- Data extract -
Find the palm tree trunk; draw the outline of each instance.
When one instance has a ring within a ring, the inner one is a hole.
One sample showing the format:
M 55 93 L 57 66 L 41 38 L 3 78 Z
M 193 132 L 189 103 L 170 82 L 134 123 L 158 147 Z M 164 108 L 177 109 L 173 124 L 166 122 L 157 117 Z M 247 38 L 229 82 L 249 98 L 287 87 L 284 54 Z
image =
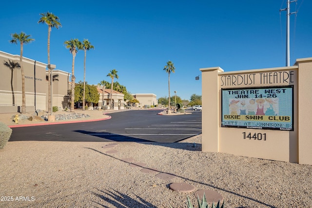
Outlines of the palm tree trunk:
M 48 65 L 50 64 L 50 35 L 51 27 L 48 27 Z M 51 106 L 51 70 L 48 69 L 48 112 L 50 114 L 52 112 Z
M 111 86 L 111 109 L 113 108 L 113 86 L 114 85 L 114 77 L 112 78 L 112 86 Z
M 84 61 L 83 63 L 83 98 L 82 99 L 82 111 L 84 111 L 85 95 L 86 92 L 86 57 L 87 56 L 87 50 L 84 50 Z
M 12 99 L 13 106 L 15 105 L 15 97 L 13 89 L 13 69 L 11 69 L 11 90 L 12 91 Z
M 25 94 L 25 76 L 24 75 L 24 68 L 23 68 L 23 42 L 20 42 L 20 72 L 21 72 L 21 113 L 26 113 L 26 95 Z
M 169 102 L 168 102 L 169 108 L 168 110 L 167 114 L 171 114 L 171 109 L 170 109 L 170 73 L 168 73 L 168 85 L 169 95 Z
M 102 105 L 104 105 L 104 89 L 105 89 L 105 86 L 103 84 L 103 88 L 102 88 L 102 105 L 101 105 L 101 108 L 102 108 Z
M 70 112 L 74 112 L 75 109 L 75 77 L 74 75 L 74 67 L 75 67 L 75 56 L 74 53 L 73 53 L 73 63 L 72 64 L 72 93 L 71 95 L 71 105 L 70 105 Z

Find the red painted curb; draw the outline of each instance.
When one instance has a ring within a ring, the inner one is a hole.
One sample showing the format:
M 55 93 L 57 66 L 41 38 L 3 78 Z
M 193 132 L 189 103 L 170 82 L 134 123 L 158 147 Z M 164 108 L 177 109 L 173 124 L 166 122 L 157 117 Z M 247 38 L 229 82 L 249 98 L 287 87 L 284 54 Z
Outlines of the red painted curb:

- What the task asks -
Rescale all the items by reproducing every line, requests included, with each coordinate in the answer outlines multiplied by 1.95 and rounded to a whole number, halves rounding up. Leave out the pictures, and keep the numbers in the requests and their format samples as they are.

- Answer for this exercise -
Find the palm tree trunk; draw the outline of each instance.
When one instance has a ring within a ring, the inner one is a hole.
One sample showing the format:
M 55 93 L 57 66 L 41 38 L 3 78 Z
M 193 132 L 189 103 L 170 82 L 134 123 L 158 147 Z M 164 108 L 177 109 L 173 124 L 166 122 L 157 117 Z M 247 38 L 229 82 L 249 98 L 287 87 L 284 54 Z
image =
Outlines of the palm tree trunk:
M 94 127 L 98 125 L 98 68 L 99 53 L 94 53 Z M 99 207 L 99 137 L 94 135 L 94 218 L 98 222 L 101 218 Z
M 216 168 L 216 213 L 220 211 L 220 168 L 222 166 L 222 150 L 218 152 L 218 168 Z
M 164 119 L 162 123 L 162 191 L 160 193 L 160 216 L 164 216 L 166 185 L 168 179 L 168 111 L 170 109 L 170 98 L 164 98 Z
M 23 193 L 25 207 L 29 205 L 29 189 L 25 174 L 25 135 L 21 135 L 21 176 L 23 177 Z
M 49 183 L 49 148 L 47 146 L 47 133 L 45 133 L 45 82 L 39 82 L 39 140 L 41 140 L 41 220 L 51 220 L 51 185 Z
M 330 199 L 328 199 L 330 211 L 328 215 L 326 222 L 333 222 L 333 213 L 332 213 L 332 142 L 328 142 L 328 166 L 330 185 Z
M 199 205 L 203 205 L 203 174 L 205 174 L 205 168 L 201 164 L 201 172 L 199 172 L 199 205 L 197 205 L 197 211 L 199 211 Z
M 137 218 L 144 218 L 146 213 L 146 150 L 144 146 L 144 131 L 146 131 L 146 109 L 144 103 L 142 103 L 142 123 L 140 125 L 140 181 L 138 185 L 138 205 L 137 205 Z

Find the red painted curb; draw the outline of each instance.
When one instance has a ring within a ring, the inner one is a hole.
One sample showing the format:
M 55 93 L 57 66 L 41 38 L 3 78 Z
M 193 132 L 189 103 L 170 82 L 134 123 L 158 147 Z M 164 108 L 177 109 L 173 124 L 166 122 L 157 117 Z M 247 38 L 229 82 L 249 98 L 287 87 L 284 54 Z
Outlines of the red painted curb:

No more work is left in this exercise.